TASK STATEMENT
Identify every line in the material below that holds the word "woman", and copy each of those lines in full.

Recorded data
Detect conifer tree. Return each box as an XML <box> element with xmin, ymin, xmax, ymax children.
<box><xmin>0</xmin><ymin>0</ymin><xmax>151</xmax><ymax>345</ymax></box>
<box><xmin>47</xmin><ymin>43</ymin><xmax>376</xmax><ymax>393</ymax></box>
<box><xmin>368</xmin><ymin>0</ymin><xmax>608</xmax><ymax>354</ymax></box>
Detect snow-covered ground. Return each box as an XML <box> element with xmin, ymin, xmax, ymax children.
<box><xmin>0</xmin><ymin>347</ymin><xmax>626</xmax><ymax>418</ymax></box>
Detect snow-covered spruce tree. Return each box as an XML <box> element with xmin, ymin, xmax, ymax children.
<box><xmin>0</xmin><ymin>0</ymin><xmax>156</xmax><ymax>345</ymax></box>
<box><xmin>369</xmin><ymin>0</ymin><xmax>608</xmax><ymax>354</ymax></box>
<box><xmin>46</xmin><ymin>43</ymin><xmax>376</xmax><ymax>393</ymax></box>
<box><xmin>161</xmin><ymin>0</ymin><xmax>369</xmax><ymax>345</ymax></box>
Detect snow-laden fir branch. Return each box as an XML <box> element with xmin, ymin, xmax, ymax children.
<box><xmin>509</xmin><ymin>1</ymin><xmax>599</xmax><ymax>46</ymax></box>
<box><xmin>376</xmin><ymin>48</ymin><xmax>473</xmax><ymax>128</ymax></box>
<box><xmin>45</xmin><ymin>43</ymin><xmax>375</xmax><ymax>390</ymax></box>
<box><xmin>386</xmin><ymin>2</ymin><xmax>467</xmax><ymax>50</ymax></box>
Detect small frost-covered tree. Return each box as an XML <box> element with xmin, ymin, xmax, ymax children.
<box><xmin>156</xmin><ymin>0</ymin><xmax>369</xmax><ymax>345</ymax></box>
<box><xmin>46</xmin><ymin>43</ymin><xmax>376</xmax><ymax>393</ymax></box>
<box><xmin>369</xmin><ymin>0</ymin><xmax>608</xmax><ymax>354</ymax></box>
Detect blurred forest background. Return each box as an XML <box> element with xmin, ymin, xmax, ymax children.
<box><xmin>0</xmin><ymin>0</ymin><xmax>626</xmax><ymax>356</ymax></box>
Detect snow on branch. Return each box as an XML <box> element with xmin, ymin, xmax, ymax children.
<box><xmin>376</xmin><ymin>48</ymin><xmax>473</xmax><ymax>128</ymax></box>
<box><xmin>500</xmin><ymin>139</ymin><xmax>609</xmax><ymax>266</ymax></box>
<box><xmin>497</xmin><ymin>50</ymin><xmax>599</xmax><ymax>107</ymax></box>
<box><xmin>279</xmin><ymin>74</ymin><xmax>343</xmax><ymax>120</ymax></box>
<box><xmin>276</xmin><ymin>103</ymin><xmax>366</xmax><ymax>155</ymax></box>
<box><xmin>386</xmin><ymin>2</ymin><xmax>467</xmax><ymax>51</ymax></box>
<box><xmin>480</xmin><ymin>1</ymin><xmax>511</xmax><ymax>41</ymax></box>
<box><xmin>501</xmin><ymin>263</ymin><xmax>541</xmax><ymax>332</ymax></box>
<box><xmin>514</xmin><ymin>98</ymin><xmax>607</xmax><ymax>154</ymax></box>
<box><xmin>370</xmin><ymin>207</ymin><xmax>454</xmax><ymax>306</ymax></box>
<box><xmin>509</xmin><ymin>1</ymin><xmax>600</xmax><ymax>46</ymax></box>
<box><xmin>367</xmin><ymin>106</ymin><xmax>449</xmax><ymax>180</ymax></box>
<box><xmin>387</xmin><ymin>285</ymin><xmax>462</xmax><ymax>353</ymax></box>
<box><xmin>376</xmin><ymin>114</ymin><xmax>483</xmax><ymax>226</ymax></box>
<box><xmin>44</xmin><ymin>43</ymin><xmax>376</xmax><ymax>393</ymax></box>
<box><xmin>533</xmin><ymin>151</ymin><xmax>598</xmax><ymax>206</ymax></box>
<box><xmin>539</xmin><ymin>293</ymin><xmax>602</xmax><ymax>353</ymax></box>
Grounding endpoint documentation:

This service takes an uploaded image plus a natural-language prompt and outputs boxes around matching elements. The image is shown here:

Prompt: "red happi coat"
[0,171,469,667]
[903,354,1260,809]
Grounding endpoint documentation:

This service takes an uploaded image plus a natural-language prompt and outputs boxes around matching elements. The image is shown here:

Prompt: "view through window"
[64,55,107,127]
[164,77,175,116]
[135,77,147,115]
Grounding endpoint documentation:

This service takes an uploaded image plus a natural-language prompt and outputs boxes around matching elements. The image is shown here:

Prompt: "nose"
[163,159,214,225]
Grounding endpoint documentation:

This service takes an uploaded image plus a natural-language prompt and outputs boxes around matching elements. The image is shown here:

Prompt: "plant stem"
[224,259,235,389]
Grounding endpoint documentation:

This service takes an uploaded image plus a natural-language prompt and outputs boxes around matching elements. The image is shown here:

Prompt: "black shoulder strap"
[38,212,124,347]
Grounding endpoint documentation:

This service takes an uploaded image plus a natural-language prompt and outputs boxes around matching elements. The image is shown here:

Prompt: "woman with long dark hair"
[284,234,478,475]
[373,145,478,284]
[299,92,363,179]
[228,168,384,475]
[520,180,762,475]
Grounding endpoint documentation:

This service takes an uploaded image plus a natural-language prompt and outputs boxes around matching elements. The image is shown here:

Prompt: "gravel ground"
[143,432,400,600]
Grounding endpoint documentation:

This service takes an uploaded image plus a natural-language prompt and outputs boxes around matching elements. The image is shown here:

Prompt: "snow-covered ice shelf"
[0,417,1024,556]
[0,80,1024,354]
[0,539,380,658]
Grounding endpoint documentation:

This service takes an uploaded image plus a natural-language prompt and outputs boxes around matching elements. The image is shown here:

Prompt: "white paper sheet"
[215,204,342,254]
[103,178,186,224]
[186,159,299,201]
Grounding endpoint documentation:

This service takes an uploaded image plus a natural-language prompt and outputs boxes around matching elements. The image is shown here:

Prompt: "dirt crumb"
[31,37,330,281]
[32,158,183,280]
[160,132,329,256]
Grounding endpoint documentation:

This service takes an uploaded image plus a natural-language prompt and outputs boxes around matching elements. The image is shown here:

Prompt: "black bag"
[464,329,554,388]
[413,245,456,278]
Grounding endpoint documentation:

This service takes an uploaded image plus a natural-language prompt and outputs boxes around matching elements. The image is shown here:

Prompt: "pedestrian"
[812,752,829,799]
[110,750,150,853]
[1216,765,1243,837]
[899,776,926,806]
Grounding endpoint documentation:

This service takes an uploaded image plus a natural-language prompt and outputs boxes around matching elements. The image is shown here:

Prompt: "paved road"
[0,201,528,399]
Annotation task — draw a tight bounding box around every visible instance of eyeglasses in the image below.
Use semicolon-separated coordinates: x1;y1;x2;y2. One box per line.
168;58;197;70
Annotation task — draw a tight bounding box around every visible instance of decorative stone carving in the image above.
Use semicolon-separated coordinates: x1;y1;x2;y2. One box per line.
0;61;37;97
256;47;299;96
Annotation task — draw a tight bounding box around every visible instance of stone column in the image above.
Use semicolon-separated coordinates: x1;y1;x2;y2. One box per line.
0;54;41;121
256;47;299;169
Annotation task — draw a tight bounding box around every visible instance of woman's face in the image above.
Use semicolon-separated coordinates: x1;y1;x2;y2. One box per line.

WRITTEN ANSWER
Prompt: "woman with long dark hair"
Annotation task — draw a tight bounding box around every visible instance of woman's face in the image above.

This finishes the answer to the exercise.